Traffic interruption observed after NSX Tier-0-Gateway HA VIP failover from active to standby edge node
search cancel

Traffic interruption observed after NSX Tier-0-Gateway HA VIP failover from active to standby edge node

book

Article ID: 414391

calendar_today

Updated On:

Products

VMware NSX

Issue/Introduction

  • Traffic interruption is observed after NSX Tier-0 gateway HA VIP failover from active to standby edge node.
  • Traffic flow resumes automatically in approximately 20 minutes or less.

__REQUIREMENT 1__: From the NSX failover article, extract the text starting at "Article ID: 414391" and ending at "standby edge node.".
__REQUIREMENT 2__: According to the NSX failover article, about how long does it take for traffic flow to resume automatically?
__REQUIREMENT 3__:
Decide whether each statement agrees with the NSX failover article. Answer yes or no, and quote the words from the article that decide it.
(a) The article lists VMware NSX as its product.
(b) The interruption follows a failover from the standby edge node to the active edge node.
(c) Traffic has to be restored manually after the interruption.

__MATERIAL__:

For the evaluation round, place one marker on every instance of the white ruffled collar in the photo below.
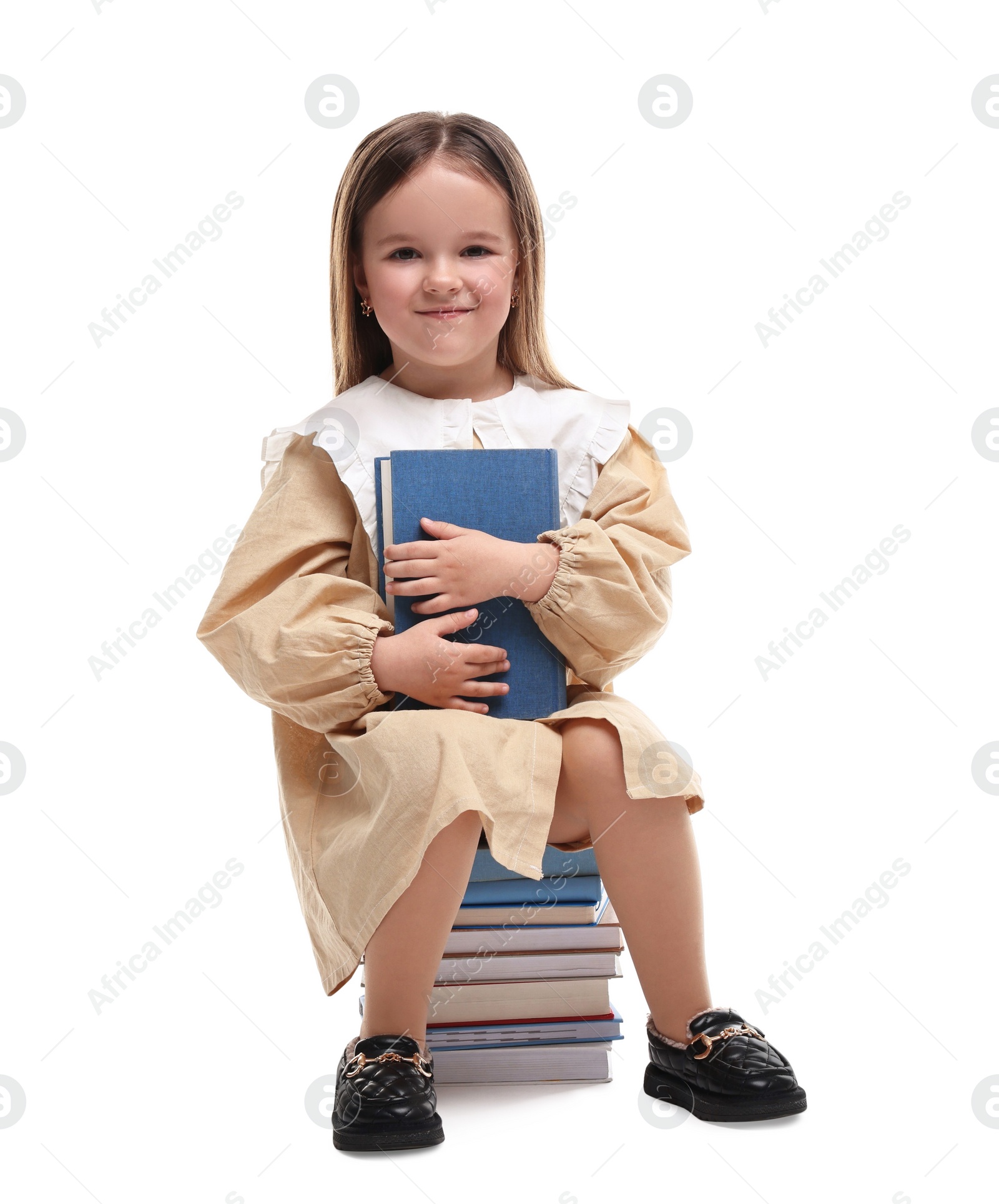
(377, 417)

__CORRECT OUTPUT 1__:
Article ID: 414391

calendar_today

Updated On:

Products

VMware NSX

Issue/Introduction

  • Traffic interruption is observed after NSX Tier-0 gateway HA VIP failover from active to standby edge node.

__CORRECT OUTPUT 2__: Approximately 20 minutes or less.

__CORRECT OUTPUT 3__:
(a) Yes: "VMware NSX"
(b) No: "failover from active to standby edge node"
(c) No: "Traffic flow resumes automatically"